[Start of Attachment]

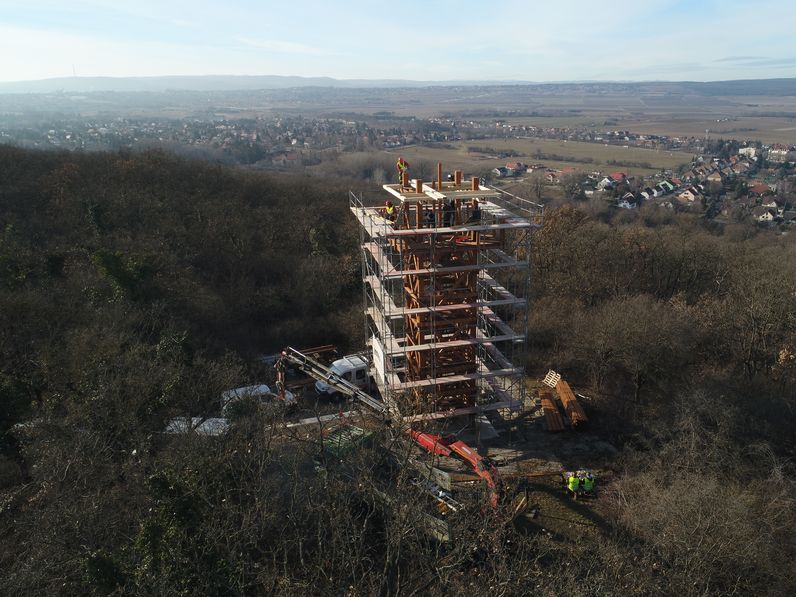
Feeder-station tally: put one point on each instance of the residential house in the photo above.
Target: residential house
(647, 193)
(780, 154)
(516, 168)
(772, 202)
(689, 195)
(759, 188)
(714, 177)
(605, 183)
(618, 176)
(666, 186)
(763, 214)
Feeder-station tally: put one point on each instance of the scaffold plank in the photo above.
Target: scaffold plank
(439, 381)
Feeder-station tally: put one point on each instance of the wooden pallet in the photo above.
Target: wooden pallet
(552, 416)
(572, 407)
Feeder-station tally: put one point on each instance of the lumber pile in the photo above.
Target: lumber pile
(552, 417)
(572, 407)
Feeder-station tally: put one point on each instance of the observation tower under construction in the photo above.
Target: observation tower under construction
(446, 294)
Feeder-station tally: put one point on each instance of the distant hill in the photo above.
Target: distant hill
(204, 83)
(773, 87)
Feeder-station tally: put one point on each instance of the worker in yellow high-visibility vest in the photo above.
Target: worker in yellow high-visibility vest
(402, 166)
(588, 484)
(389, 211)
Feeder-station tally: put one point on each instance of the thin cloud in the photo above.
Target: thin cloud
(284, 47)
(740, 59)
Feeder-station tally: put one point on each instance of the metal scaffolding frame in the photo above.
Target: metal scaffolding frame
(446, 311)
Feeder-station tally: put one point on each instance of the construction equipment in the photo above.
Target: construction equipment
(325, 375)
(434, 444)
(482, 467)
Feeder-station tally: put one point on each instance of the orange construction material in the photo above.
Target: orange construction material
(571, 405)
(552, 417)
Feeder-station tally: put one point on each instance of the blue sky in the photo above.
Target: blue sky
(425, 41)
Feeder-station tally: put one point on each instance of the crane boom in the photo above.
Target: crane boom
(322, 373)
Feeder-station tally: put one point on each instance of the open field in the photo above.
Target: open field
(456, 156)
(767, 129)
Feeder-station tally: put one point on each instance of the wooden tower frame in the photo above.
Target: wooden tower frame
(446, 294)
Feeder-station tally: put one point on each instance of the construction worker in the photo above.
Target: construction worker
(430, 220)
(448, 213)
(475, 213)
(573, 485)
(402, 166)
(389, 211)
(587, 483)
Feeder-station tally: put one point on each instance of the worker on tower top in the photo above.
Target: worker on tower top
(389, 211)
(402, 166)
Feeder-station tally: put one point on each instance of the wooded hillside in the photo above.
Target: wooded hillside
(137, 287)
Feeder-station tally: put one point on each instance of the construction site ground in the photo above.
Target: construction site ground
(525, 452)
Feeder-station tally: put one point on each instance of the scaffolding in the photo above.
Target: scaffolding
(445, 283)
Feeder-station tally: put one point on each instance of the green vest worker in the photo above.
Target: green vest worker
(573, 483)
(588, 484)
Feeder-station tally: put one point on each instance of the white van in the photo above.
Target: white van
(259, 393)
(352, 368)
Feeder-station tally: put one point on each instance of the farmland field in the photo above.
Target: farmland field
(573, 153)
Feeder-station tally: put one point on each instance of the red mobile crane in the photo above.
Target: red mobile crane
(435, 444)
(483, 467)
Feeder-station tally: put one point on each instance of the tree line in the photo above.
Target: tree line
(137, 287)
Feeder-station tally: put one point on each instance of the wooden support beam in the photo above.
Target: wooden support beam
(552, 417)
(571, 405)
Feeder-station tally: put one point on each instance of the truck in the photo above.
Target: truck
(352, 368)
(256, 393)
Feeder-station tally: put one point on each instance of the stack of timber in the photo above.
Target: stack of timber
(552, 417)
(571, 405)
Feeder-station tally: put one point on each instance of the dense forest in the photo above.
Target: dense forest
(137, 287)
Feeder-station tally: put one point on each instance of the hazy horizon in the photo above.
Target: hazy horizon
(618, 40)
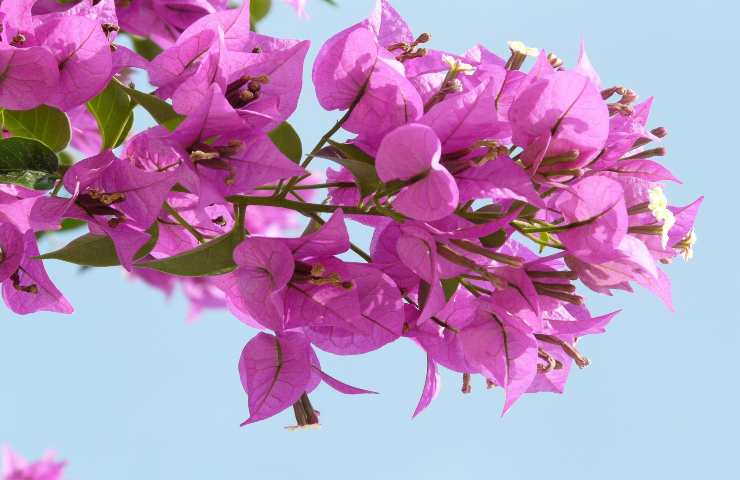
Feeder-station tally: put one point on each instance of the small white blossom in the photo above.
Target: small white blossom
(658, 205)
(518, 47)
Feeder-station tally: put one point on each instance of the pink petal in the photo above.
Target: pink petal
(274, 372)
(31, 272)
(30, 77)
(84, 57)
(342, 387)
(431, 387)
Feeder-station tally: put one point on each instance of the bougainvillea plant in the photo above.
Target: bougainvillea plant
(496, 195)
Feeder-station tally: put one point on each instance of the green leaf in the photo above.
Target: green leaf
(494, 240)
(360, 164)
(450, 287)
(160, 110)
(27, 162)
(287, 140)
(212, 258)
(259, 9)
(46, 124)
(88, 250)
(97, 250)
(112, 109)
(67, 225)
(145, 47)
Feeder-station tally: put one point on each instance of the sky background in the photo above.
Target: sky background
(124, 389)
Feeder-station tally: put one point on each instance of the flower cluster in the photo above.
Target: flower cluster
(490, 191)
(16, 467)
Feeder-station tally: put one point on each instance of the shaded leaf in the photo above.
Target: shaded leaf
(259, 9)
(449, 286)
(160, 110)
(145, 47)
(360, 164)
(46, 124)
(287, 140)
(97, 250)
(212, 258)
(112, 109)
(27, 162)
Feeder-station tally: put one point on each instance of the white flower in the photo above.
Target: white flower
(457, 66)
(686, 246)
(658, 205)
(518, 47)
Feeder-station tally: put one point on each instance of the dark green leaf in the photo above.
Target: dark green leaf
(450, 287)
(112, 109)
(212, 258)
(88, 250)
(161, 111)
(67, 225)
(97, 250)
(494, 240)
(287, 140)
(259, 9)
(45, 124)
(27, 162)
(145, 47)
(360, 164)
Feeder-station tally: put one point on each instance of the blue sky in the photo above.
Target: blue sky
(125, 390)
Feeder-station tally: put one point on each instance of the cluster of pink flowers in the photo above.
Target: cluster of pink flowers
(490, 190)
(16, 467)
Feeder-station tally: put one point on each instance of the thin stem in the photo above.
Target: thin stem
(314, 186)
(322, 141)
(184, 223)
(298, 206)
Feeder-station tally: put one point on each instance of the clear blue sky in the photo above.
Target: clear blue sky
(125, 390)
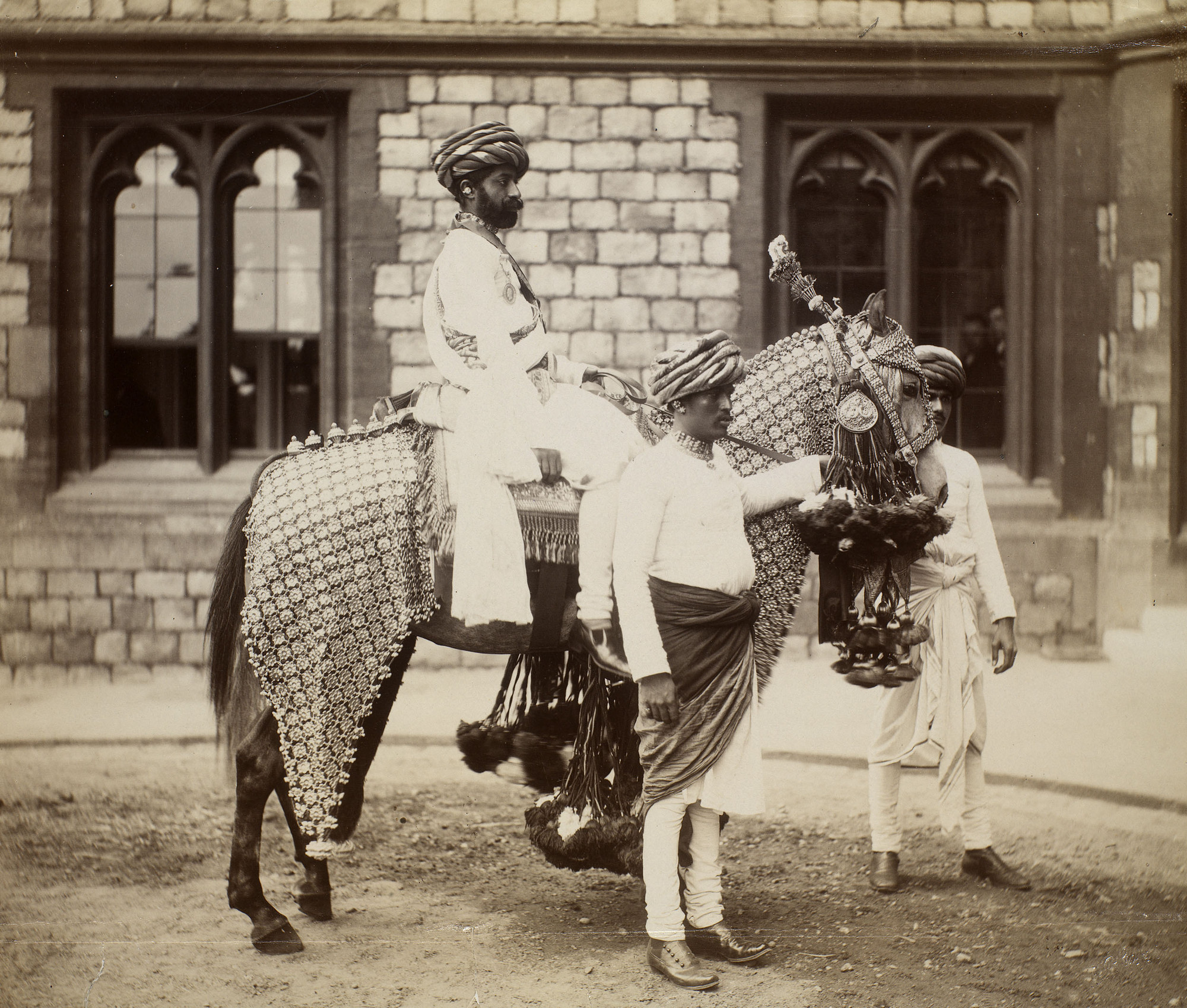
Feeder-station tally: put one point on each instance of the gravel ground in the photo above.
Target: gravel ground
(113, 867)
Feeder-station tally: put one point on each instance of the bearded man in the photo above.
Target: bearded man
(683, 573)
(525, 416)
(940, 719)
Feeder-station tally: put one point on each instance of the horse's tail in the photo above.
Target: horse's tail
(234, 690)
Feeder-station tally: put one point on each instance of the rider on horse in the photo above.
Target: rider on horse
(524, 416)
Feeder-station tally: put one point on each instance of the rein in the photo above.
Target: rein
(636, 394)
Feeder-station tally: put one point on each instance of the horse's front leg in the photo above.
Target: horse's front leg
(259, 771)
(312, 893)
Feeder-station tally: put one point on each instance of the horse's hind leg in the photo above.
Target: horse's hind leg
(259, 771)
(313, 893)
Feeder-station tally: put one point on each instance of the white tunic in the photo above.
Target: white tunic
(682, 522)
(936, 719)
(487, 338)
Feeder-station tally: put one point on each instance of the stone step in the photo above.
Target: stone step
(157, 486)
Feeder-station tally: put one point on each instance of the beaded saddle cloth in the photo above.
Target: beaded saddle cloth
(338, 575)
(548, 513)
(786, 402)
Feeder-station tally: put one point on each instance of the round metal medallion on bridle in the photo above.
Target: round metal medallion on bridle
(856, 413)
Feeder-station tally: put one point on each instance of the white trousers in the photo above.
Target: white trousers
(596, 443)
(886, 831)
(663, 872)
(596, 523)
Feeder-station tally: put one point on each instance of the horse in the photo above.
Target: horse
(785, 405)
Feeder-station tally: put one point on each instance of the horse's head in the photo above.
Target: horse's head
(907, 390)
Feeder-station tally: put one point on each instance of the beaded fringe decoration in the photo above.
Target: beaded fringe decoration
(548, 513)
(338, 575)
(786, 402)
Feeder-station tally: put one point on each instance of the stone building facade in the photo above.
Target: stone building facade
(670, 141)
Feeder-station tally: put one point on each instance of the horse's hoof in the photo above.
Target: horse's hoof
(315, 905)
(282, 941)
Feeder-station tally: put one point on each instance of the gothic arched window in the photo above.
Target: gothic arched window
(153, 365)
(200, 264)
(839, 226)
(277, 303)
(962, 211)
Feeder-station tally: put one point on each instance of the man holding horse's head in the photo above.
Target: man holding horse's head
(683, 573)
(524, 417)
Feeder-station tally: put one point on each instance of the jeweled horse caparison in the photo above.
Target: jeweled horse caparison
(327, 579)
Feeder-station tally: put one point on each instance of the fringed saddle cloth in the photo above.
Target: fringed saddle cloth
(338, 575)
(548, 513)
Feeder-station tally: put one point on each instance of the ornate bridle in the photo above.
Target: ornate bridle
(855, 410)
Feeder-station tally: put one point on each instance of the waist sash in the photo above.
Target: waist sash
(708, 639)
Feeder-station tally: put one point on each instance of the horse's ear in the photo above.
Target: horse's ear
(877, 312)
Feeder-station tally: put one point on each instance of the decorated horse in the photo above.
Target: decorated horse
(340, 560)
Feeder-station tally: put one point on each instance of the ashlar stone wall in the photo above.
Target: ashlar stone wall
(892, 17)
(626, 231)
(16, 156)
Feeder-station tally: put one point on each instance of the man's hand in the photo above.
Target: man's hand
(657, 698)
(1004, 649)
(550, 464)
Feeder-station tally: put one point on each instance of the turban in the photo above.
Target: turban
(696, 366)
(943, 370)
(478, 148)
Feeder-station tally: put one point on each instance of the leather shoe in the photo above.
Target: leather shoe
(986, 864)
(601, 642)
(675, 960)
(885, 871)
(719, 941)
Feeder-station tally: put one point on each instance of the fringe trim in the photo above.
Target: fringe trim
(548, 538)
(323, 851)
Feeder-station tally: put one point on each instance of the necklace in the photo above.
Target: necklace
(466, 215)
(695, 447)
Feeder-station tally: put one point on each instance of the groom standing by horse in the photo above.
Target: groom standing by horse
(524, 416)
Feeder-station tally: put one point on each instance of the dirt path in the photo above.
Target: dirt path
(113, 867)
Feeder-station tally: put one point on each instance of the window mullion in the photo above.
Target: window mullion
(213, 337)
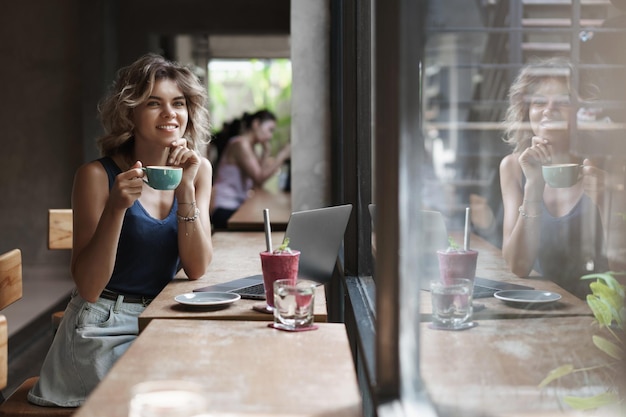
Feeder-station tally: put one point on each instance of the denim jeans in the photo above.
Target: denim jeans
(90, 338)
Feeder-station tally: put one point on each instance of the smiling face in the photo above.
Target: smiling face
(163, 117)
(549, 112)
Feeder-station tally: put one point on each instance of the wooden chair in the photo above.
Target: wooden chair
(60, 229)
(10, 291)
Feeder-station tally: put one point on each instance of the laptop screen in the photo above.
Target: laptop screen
(318, 235)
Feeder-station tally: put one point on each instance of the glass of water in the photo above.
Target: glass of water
(452, 303)
(294, 303)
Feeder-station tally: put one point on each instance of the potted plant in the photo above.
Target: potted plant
(607, 304)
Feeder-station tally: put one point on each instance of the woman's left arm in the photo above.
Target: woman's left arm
(195, 247)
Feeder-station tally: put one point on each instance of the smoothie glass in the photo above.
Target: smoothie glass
(278, 265)
(457, 263)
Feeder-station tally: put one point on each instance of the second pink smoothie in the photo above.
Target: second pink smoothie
(457, 264)
(278, 265)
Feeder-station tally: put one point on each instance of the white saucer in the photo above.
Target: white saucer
(462, 326)
(527, 296)
(207, 299)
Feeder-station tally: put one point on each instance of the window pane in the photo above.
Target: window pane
(509, 87)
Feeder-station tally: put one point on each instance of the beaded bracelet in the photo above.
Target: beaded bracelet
(525, 215)
(189, 219)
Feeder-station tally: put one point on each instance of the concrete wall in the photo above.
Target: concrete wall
(40, 111)
(310, 62)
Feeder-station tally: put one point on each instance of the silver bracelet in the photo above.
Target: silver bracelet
(525, 215)
(189, 219)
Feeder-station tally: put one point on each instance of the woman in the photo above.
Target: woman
(558, 232)
(240, 168)
(129, 239)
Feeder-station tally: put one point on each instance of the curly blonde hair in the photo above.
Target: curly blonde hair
(133, 86)
(517, 131)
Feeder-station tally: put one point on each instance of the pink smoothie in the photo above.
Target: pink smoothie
(278, 265)
(457, 264)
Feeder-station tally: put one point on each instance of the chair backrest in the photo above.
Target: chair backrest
(10, 291)
(10, 277)
(4, 352)
(60, 229)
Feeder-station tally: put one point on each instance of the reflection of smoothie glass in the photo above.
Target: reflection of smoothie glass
(278, 265)
(457, 264)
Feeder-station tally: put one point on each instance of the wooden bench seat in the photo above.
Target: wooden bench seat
(16, 404)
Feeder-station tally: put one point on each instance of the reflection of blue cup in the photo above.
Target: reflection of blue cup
(162, 177)
(561, 175)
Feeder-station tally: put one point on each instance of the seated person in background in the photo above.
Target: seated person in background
(129, 239)
(240, 168)
(558, 232)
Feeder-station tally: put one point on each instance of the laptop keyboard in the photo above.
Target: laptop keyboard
(257, 289)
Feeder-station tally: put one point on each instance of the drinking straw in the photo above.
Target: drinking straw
(268, 232)
(466, 237)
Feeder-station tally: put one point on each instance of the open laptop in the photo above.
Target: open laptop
(317, 234)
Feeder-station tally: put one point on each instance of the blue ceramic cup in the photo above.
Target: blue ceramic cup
(162, 177)
(561, 175)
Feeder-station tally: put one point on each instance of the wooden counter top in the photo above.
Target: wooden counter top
(491, 265)
(235, 255)
(245, 367)
(496, 367)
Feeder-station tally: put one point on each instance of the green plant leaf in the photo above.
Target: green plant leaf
(452, 243)
(284, 246)
(588, 403)
(608, 347)
(601, 311)
(609, 279)
(607, 293)
(557, 373)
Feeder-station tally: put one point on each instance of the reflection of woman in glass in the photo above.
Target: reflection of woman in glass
(240, 168)
(557, 232)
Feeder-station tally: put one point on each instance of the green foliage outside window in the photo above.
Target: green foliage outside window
(248, 85)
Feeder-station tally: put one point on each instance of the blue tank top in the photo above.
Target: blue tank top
(572, 246)
(147, 251)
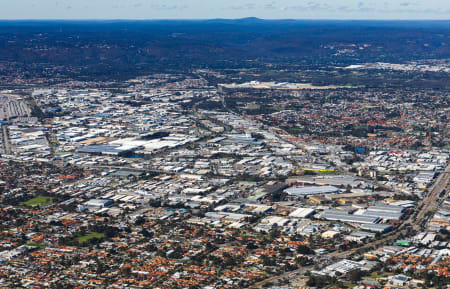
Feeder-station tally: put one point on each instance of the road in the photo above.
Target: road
(428, 205)
(6, 143)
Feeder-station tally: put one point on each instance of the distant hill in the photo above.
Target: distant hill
(126, 46)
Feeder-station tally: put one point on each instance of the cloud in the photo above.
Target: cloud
(169, 7)
(247, 6)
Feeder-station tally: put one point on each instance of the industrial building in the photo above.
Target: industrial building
(342, 217)
(302, 213)
(303, 192)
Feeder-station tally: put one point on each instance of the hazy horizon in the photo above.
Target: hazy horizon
(232, 9)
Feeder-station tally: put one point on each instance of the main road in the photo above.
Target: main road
(426, 205)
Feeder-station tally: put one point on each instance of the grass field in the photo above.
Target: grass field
(86, 238)
(38, 201)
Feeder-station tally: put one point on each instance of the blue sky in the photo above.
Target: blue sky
(206, 9)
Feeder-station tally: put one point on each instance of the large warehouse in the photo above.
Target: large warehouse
(342, 217)
(298, 192)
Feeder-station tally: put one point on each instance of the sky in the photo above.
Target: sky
(208, 9)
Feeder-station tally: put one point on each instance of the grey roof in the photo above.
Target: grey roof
(376, 227)
(303, 191)
(383, 215)
(349, 218)
(386, 208)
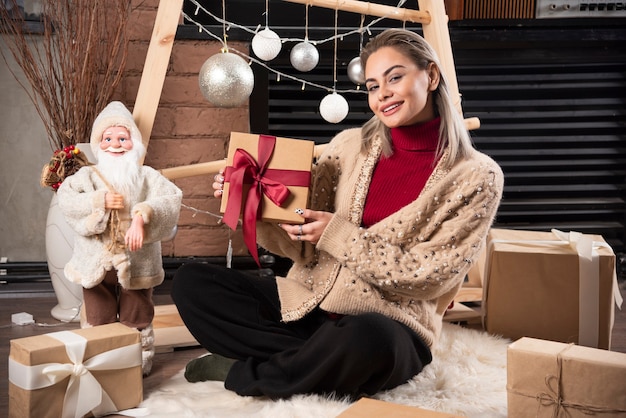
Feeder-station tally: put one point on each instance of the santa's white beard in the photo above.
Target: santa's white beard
(122, 171)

[End of Attachment]

*TASK DESCRIPTION*. Using the data above, transcribe the lines that run from the line with "Target: horse's tail" to the line with "hind leg in the photo above.", both ends kept, and output nothing else.

*RESPONSE*.
Target: horse's tail
(234, 690)
Feeder-station tally: put one point on each instance of the rider on horse in the photo above.
Target: rider on horse
(524, 416)
Feeder-station tally: put one point on each instance of the rein in the photo above.
Target: rein
(636, 394)
Feeder-station tally: put one point on each instance of the horse's front leg in the photo above.
Target: horse's front leg
(259, 771)
(312, 893)
Feeder-station tally: put one point on each instance of the horse's hind leg in the photo above.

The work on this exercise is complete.